- Условие задачи 1
В чём, согласно отрывку о красоте в Апокалипсисе, осуществляется приобщение божественной красоте?
- Условие задачи 2
Перепишите из отрывка о красоте в Апокалипсисе фрагмент от слов «Впрочем, вывод Тайнозрителя» до слов «Иоанн (18. 4).» включительно.

- Выбранный отрывок
--

Впрочем, вывод Тайнозрителя касательно данной трагической ситуации все же суров и однозначен. Компромисс невозможен. Все, что четко и недвусмысленно не отмежевалось от Вавилона, – погибнет. Спасителен только полный разрыв с блудницей. «Выйди от нее народ Мой, чтобы не участвовать вам в грехах ее и не подвергнуться язвам ее», – такой голос с неба услышал Иоанн (18. 4).

Подведем итоги. Апокалипсис, несомненно, является книгой, представляющей значительный интерес с точки зрения отражения в ней феномена красоты. Красотой отмечены язык и композиция Откровения Иоанна. Красота присутствует в его образности. В первую очередь, красотой характеризуется сфера святости – это относится как к ее божественному Первоисточнику, так и к Его тварным причастникам. Приобщение божественной красоте осуществляется, с одной стороны, в подвиге свидетельства верующего о Христе, а с другой стороны, – в литургическом прославлении и благодарении Бога и Агнца. Наряду с красотой святости в Апокалипсисе отражена также и противостоящая ей обольстительная мирская красота. Эта красота, видимо торжествуя в мире сем, заслуженно подвергнется осуждению и погибнет. Однако эта погибель даже у такого несентиментального автора, как Тайнозритель Иоанн, вызывает некое подобие скорби. Ложная красота существует, исключительно лишь паразитируя на творческом даре и эстетическом чувстве, данных человеку Богом, и становится ложной именно в силу подчинения во зле лежащему миру (ср. 1Ин 5. 19). Это-то трагическое падение красоты и вызывает минутное содрогание Иоанна, ибо это есть падение того, что призвано излучать в этом мире истинный свет.

--

Сохранённые записи:
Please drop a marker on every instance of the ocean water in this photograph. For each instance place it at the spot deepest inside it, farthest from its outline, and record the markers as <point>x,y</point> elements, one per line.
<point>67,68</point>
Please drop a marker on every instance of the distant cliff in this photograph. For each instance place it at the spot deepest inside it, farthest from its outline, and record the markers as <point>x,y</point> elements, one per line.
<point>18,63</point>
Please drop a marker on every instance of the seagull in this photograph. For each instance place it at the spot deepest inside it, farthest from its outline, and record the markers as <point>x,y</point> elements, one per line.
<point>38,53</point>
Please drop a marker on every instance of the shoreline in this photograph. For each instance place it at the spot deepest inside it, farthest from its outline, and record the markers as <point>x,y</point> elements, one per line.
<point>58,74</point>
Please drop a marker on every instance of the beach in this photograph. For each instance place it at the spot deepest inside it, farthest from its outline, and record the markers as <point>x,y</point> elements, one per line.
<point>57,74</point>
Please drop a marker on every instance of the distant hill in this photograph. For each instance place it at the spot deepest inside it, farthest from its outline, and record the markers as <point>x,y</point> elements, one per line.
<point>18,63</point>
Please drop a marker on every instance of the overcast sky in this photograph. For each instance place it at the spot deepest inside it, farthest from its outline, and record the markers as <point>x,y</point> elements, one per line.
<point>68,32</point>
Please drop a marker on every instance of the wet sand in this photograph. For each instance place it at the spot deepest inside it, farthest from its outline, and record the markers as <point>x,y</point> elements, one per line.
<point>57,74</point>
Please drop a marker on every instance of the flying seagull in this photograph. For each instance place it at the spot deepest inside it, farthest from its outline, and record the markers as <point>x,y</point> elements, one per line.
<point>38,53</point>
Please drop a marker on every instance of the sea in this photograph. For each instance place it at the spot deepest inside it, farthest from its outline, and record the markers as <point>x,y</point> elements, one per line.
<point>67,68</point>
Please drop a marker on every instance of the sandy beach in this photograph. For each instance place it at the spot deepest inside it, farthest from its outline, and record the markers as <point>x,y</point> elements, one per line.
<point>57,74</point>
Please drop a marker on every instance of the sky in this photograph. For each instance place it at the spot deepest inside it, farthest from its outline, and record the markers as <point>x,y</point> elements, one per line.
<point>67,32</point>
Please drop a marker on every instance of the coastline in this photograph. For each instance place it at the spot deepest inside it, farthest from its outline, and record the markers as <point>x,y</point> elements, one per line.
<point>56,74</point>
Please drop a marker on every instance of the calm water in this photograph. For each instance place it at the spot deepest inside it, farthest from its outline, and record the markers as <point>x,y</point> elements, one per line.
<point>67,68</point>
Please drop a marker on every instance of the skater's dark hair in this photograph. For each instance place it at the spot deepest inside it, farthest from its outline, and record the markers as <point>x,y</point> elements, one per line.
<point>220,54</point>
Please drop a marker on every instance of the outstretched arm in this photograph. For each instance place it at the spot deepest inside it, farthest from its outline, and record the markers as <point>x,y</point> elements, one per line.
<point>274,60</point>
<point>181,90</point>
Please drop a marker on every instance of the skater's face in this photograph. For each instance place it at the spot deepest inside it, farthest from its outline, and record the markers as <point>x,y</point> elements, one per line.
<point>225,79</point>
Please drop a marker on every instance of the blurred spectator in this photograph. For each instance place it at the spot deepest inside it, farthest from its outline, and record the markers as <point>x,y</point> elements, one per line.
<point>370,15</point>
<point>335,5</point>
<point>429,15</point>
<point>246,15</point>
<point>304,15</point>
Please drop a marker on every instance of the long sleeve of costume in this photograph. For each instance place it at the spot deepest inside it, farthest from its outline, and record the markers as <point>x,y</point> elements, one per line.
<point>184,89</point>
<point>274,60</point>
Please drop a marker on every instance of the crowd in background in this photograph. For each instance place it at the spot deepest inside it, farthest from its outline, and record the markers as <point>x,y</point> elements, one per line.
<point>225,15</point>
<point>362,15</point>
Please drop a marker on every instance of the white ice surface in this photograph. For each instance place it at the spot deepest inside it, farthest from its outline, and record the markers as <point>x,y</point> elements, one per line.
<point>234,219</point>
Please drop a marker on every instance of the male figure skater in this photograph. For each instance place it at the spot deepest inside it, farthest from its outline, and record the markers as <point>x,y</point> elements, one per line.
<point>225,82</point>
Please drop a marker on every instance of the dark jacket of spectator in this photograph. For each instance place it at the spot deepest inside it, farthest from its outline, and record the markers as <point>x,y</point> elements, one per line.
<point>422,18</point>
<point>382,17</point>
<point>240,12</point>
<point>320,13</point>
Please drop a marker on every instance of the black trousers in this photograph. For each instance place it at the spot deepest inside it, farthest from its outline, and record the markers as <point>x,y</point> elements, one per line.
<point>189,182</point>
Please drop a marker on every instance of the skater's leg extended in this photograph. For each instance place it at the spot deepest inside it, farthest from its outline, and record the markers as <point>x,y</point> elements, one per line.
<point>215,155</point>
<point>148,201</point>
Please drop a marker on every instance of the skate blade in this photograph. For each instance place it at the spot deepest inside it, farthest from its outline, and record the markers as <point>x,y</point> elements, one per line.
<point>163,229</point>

--

- Подробное решение 1
В подвиге свидетельства верующего о Христе и в литургическом прославлении и благодарении Бога и Агнца.

- Подробное решение 2
Впрочем, вывод Тайнозрителя касательно данной трагической ситуации все же суров и однозначен. Компромисс невозможен. Все, что четко и недвусмысленно не отмежевалось от Вавилона, – погибнет. Спасителен только полный разрыв с блудницей. «Выйди от нее народ Мой, чтобы не участвовать вам в грехах ее и не подвергнуться язвам ее», – такой голос с неба услышал Иоанн (18. 4).